» **Consigne**
Dans l'article sur les deux soldats italiens, recopiez mot pour mot le passage qui va de « Les journalistes indiens » jusqu'à « les eaux internationales. ».

» **Texte fourni**
+++
Le 11 mars, les autorités italiennes ont annoncé que les deux soldats ne remettraient pas les pieds en Inde, en dépit de la promesse de leur retour faite par leur ambassadeur Daniel Mancini. Les médias indiens n’ont pas apprécié la plaisanterie. Sur le site Firstpost, R. Jagannathan emploie des mots durs pour qualifier l’attitude de l’Italie : « perfidie », « duplicité », « mensonge », « traîtrise ». Mancini devrait avoir honte, lui qui n'a pas tenu parole et soutient une solution diplomatique, « comme si le meurtre était sujet de négociation politique ».
Les journalistes indiens associent le comportement de Rome au penseur italien dont le nom a inspiré l'adjectif « machiavélique ». « La Cour suprême a perdu de vue qu’elle traitait avec le pays de Machiavel, pas juste un lieu important de la Renaissance européenne », écrit The Asian Age. Pour Vivek Katju, ancien diplomate, dans India Today, ce retournement de situation était prévisible. Depuis que la Cour suprême indienne a annoncé le 18 janvier que les deux Marines seraient jugés à New Delhi, « il était évident que (...) les Italiens ne laisseraient rien au hasard pour faire rapatrier définitivement les deux Marines ». L'Italie considère en effet que ses deux soldats ne peuvent pas être jugés par l'Inde puisque l'incident s'est déroulé dans les eaux internationales.
+++
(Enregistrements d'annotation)
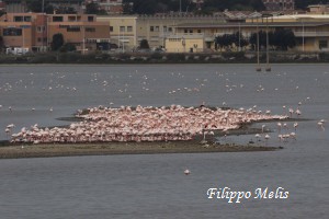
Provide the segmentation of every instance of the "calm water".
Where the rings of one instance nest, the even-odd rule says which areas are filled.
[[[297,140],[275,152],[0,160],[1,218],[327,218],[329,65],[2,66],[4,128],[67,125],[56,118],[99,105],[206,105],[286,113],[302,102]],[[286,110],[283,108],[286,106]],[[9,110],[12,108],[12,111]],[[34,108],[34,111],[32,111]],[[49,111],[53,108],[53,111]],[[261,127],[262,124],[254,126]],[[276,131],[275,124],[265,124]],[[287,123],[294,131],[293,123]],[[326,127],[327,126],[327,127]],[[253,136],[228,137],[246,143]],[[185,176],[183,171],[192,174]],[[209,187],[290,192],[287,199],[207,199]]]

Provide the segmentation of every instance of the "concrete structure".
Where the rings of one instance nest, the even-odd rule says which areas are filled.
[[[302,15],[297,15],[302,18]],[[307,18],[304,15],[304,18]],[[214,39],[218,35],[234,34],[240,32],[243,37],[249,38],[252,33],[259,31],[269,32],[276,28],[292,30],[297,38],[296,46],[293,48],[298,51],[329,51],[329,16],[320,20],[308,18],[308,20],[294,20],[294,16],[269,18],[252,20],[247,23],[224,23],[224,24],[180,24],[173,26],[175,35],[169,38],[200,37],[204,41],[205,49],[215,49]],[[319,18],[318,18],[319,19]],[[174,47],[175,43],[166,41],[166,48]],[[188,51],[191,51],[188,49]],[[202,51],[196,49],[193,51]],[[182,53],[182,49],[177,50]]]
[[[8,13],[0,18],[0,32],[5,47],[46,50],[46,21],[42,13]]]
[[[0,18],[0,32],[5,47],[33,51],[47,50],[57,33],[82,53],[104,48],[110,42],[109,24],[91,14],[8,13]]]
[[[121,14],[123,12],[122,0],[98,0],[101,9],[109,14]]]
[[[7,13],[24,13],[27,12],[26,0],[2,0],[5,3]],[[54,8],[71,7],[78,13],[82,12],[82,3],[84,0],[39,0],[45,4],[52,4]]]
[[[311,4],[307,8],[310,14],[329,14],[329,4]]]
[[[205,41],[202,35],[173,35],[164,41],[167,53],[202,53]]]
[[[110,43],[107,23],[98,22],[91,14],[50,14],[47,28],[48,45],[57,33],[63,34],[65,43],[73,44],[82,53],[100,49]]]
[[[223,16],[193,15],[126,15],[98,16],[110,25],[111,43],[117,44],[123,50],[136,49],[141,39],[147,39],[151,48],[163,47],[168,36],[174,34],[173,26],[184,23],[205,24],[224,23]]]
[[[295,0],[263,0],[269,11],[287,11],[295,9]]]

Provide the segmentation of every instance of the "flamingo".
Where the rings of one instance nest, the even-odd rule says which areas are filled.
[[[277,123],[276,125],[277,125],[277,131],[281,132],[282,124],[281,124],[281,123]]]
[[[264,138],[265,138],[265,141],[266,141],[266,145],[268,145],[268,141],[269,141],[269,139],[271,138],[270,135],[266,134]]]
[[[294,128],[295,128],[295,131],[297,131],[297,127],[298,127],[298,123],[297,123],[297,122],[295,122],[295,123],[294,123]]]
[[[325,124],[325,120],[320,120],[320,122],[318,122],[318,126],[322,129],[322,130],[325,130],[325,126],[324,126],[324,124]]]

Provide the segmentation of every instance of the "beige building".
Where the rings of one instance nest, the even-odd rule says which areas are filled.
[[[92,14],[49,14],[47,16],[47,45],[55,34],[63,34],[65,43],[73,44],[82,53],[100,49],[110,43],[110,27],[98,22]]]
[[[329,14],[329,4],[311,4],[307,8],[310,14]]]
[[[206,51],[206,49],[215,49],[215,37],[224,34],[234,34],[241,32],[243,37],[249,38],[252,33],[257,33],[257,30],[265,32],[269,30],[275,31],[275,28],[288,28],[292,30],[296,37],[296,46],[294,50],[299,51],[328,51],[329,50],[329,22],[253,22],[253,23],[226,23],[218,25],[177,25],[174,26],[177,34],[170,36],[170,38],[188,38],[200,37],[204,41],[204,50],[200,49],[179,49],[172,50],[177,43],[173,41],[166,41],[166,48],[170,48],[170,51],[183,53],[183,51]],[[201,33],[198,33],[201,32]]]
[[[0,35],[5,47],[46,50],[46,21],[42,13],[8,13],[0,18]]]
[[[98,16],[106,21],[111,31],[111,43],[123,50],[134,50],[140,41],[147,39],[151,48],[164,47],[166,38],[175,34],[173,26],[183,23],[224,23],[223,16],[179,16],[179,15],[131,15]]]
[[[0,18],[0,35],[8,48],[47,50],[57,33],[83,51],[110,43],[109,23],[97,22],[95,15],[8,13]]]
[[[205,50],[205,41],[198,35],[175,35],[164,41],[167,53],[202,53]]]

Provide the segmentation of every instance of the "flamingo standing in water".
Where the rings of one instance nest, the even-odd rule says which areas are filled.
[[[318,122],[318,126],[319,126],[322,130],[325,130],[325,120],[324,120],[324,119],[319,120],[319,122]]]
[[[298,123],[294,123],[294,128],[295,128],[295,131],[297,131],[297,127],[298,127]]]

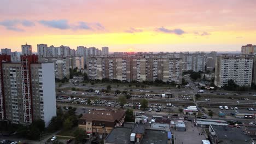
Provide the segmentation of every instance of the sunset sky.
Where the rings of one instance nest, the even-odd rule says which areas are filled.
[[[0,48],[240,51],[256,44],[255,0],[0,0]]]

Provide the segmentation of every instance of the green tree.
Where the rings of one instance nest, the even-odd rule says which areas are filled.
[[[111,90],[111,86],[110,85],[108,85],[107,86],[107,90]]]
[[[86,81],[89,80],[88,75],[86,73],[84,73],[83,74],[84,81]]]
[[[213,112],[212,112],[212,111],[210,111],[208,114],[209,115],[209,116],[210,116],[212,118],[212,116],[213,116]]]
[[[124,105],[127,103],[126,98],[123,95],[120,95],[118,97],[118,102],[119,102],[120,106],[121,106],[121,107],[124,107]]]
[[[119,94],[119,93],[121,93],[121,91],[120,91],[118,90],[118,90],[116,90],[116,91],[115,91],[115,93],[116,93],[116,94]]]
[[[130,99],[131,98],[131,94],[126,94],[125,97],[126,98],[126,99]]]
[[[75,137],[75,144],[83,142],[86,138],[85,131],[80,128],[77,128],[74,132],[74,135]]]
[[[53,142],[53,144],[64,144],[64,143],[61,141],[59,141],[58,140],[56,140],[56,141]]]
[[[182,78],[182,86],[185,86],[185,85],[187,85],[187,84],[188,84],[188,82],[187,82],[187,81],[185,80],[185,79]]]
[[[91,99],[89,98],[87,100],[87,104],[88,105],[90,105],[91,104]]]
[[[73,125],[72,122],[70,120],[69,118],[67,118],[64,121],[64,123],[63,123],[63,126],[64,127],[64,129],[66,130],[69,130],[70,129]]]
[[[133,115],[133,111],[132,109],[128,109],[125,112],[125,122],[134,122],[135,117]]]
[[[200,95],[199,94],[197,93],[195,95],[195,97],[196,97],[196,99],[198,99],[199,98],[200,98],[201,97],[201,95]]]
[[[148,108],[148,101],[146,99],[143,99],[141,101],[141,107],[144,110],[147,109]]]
+++
» **Réponse rédigée**
Les journalistes indiens associent le comportement de Rome au penseur italien dont le nom a inspiré l'adjectif « machiavélique ». « La Cour suprême a perdu de vue qu’elle traitait avec le pays de Machiavel, pas juste un lieu important de la Renaissance européenne », écrit The Asian Age. Pour Vivek Katju, ancien diplomate, dans India Today, ce retournement de situation était prévisible. Depuis que la Cour suprême indienne a annoncé le 18 janvier que les deux Marines seraient jugés à New Delhi, « il était évident que (...) les Italiens ne laisseraient rien au hasard pour faire rapatrier définitivement les deux Marines ». L'Italie considère en effet que ses deux soldats ne peuvent pas être jugés par l'Inde puisque l'incident s'est déroulé dans les eaux internationales.